● What to do
Rewrite the commentary on world models, starting with "The central insight" and going on through "Vafa et al.", and replace "matrices" with "weights" wherever it occurs.

Comments on Evaluating the World Model Implicit in a Generative Model
Vafa et al released a paper earlier this year covering a particularly lucid operationalization of the question, “Do LLMs embed a world model?” On the one hand, we have an LLM that literally generates interactive 3D worlds, dropped by DeepMind earlier this week. But on the other hand, LLMs are notorious for wildly unrealistic behavior on out-of-distribution inputs.
The central insight is that something called the Myhill-Nerode theorem lets us reconstruct a world model simply from observing token sequences. Slightly more precisely, it provides sharp conditions such that, simply by observing output behavior, we know that some given computational system such as an LLM must be equivalent to a canonical description. In other words, in this special case, no matter how inscrutable the matrices may be, as long as the conditions are met, then the matrices must be isomorphic to a standard, human-style solution.
The details are absolutely fascinating, and I highly encourage you to read the original paper. Here I would like to poke at the edges of the argument and it’s particular implementation by Vafa et al.
Not only is the theorem application inspired, but since it applies to deterministic finite automata, we nicely restrict the domain of “world models” to a class of (computational) outputs that are particularly tractable, cf DFAs and the Chomsky hierarchy.
And the golden goose egg is in section 2.6, where the authors define their evaluation metrics, boundary precision and boundary recall. It takes a bit of work to unwind the math, but they boil down to the fact that an LLM can be wrong about world states in precisely two ways: 1) it can be missing information about a state; or 2) it can encode counterfactual information about a state.

[Natural-language object grounding data]
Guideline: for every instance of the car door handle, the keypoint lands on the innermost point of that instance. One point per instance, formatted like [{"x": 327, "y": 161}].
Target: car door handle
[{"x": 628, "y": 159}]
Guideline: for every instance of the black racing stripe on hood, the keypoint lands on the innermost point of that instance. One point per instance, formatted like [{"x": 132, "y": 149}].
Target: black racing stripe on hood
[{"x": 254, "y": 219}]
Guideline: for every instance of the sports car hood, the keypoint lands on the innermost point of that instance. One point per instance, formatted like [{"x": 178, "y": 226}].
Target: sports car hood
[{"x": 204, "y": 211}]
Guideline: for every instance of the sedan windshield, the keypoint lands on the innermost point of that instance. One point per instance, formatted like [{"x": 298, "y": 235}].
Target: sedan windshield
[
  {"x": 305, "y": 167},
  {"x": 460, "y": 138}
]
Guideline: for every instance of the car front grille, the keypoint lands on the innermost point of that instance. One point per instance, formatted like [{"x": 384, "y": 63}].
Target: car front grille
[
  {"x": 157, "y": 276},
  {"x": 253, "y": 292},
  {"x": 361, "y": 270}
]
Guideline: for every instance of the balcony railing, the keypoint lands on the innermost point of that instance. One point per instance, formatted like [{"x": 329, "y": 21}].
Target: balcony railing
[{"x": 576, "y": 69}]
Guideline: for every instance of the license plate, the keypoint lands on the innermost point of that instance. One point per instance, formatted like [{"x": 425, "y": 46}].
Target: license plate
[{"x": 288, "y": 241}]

● Solution for this exercise
The central insight is that something called the Myhill-Nerode theorem lets us reconstruct a world model simply from observing token sequences. Slightly more precisely, it provides sharp conditions such that, simply by observing output behavior, we know that some given computational system such as an LLM must be equivalent to a canonical description. In other words, in this special case, no matter how inscrutable the weights may be, as long as the conditions are met, then the weights must be isomorphic to a standard, human-style solution.
The details are absolutely fascinating, and I highly encourage you to read the original paper. Here I would like to poke at the edges of the argument and it’s particular implementation by Vafa et al.